Given data:
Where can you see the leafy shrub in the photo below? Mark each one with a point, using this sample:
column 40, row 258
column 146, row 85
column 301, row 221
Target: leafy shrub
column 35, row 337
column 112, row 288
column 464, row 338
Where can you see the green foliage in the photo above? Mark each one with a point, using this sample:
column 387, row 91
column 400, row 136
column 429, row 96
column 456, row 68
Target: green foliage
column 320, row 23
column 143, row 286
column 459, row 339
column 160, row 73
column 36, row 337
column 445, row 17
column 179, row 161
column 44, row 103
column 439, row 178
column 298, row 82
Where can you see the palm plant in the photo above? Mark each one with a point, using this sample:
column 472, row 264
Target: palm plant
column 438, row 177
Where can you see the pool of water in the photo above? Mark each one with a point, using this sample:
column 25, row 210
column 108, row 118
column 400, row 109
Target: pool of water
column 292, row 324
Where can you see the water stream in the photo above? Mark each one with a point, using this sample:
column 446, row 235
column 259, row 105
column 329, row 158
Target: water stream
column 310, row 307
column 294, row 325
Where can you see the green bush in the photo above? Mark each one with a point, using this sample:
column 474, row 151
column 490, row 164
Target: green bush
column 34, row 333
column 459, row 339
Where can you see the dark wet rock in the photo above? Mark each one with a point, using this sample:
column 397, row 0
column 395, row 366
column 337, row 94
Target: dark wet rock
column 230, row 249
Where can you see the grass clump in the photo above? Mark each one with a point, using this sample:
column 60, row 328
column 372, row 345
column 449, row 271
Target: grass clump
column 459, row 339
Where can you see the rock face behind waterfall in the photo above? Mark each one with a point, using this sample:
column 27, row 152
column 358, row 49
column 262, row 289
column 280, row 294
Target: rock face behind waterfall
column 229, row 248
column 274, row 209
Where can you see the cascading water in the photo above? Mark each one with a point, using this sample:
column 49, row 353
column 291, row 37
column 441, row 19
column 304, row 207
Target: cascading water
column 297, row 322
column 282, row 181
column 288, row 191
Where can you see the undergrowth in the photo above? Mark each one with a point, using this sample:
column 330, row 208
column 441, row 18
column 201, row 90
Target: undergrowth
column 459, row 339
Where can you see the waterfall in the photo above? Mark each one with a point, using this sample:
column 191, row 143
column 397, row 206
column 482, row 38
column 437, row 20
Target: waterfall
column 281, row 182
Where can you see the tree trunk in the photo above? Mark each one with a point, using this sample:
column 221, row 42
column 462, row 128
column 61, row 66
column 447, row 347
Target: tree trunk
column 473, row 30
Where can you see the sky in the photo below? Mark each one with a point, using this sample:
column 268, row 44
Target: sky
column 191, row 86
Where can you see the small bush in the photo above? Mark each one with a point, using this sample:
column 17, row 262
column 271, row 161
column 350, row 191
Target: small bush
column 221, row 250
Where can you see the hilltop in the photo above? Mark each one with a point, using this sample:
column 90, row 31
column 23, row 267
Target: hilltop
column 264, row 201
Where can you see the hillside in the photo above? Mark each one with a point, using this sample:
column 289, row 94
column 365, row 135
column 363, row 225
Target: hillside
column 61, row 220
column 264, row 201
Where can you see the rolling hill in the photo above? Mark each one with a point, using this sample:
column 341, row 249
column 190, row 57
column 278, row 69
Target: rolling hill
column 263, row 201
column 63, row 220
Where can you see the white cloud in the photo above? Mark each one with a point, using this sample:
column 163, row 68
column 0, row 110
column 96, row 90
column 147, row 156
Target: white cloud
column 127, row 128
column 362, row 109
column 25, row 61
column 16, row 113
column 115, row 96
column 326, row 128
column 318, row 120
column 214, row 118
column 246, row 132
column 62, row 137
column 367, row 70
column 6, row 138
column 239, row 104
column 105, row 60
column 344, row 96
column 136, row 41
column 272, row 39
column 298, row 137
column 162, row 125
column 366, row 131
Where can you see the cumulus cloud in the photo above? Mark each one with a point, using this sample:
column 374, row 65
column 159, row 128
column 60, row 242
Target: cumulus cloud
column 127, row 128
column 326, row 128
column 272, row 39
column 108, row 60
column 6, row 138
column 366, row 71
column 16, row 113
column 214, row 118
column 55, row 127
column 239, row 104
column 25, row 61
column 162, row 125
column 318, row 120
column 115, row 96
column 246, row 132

Exercise prompt: Express the lines starting at the line that contains "Where can you see the dark" and ending at the line that contains "column 230, row 249" as a Markdown table with the columns Number and Record line, numbering the rows and leaving out any blank lines.

Response to the exercise:
| Number | Record line |
|---|---|
| 1 | Where can you see the dark wet rock in the photo above? Mark each one with a point, using this sample: |
| 2 | column 397, row 0 |
| 3 | column 395, row 366 |
| 4 | column 337, row 94 |
| 5 | Target: dark wet rock |
| 6 | column 230, row 249 |